Directions: Reproduce the passage of the dissertation page from "The interactions between" up to and including "trophic cascade (BMTC).".

Passage provided:
* * * * * * *

Biology Ph.D. Dissertations


Ecological Effects of Predator Information Mediated by Prey Behavior

Date of Award


Document Type


Degree Name

Doctor of Philosophy (Ph.D.)


Biological Sciences

First Advisor

Paul Moore (Advisor)

Second Advisor

Robert Green (Other)

Third Advisor

Shannon Pelini (Committee Member)

Fourth Advisor

Andrew Turner (Committee Member)

Fifth Advisor

Daniel Wiegmann (Committee Member)


The interactions between predators and their prey are complex and drive much of what we know about the dynamics of ecological communities. When prey animals are exposed to threatening stimuli from a predator, they respond by altering their morphology, physiology, or behavior to defend themselves or avoid encountering the predator. The non-consumptive effects of predators (NCEs) are costly for prey in terms of energy use and lost opportunities to access resources. Often, the antipredator behaviors of prey impact their foraging behavior which can influence other species in the community; a process known as a behaviorally mediated trophic cascade (BMTC).

In this dissertation, predator odor cues were manipulated to explore how prey use predator information to assess threats in their environment and make decisions about resource use. The three studies were based on a tri-trophic interaction involving predatory fish, crayfish as prey, and aquatic plants as the prey’s food. Predator odors were manipulated while the foraging behavior, shelter use, and activity of prey were monitored. The abundances of aquatic plants were also measured to quantify the influence of altered crayfish foraging behavior on plant communities.

* * * * * * *

Recorded information:
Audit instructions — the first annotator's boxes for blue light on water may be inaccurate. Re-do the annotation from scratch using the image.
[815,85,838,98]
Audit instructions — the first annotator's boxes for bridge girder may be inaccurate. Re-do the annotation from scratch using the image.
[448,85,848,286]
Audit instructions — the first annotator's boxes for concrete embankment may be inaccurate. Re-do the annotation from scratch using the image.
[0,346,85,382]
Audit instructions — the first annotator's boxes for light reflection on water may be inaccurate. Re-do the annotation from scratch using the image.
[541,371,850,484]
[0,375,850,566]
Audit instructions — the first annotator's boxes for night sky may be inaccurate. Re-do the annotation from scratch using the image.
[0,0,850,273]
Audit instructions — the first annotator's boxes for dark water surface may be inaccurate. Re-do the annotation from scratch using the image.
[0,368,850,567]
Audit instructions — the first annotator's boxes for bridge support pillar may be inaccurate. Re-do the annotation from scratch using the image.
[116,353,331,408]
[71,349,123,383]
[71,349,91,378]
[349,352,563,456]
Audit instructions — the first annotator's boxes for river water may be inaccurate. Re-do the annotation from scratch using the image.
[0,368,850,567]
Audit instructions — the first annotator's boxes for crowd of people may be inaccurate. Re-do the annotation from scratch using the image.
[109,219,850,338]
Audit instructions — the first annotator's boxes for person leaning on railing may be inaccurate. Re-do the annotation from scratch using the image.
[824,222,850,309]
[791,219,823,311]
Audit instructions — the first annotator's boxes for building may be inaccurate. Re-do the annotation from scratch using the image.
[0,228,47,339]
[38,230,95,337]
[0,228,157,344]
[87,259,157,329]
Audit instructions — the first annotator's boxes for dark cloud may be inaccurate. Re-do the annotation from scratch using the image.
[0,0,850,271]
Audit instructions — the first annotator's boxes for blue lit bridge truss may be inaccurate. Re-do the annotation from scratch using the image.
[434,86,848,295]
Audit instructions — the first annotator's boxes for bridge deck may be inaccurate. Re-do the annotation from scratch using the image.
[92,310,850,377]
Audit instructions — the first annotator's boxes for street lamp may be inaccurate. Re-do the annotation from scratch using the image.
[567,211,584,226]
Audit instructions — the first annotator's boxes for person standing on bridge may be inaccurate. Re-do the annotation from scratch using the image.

* * * * * * *

Response to this exercise:
The interactions between predators and their prey are complex and drive much of what we know about the dynamics of ecological communities. When prey animals are exposed to threatening stimuli from a predator, they respond by altering their morphology, physiology, or behavior to defend themselves or avoid encountering the predator. The non-consumptive effects of predators (NCEs) are costly for prey in terms of energy use and lost opportunities to access resources. Often, the antipredator behaviors of prey impact their foraging behavior which can influence other species in the community; a process known as a behaviorally mediated trophic cascade (BMTC).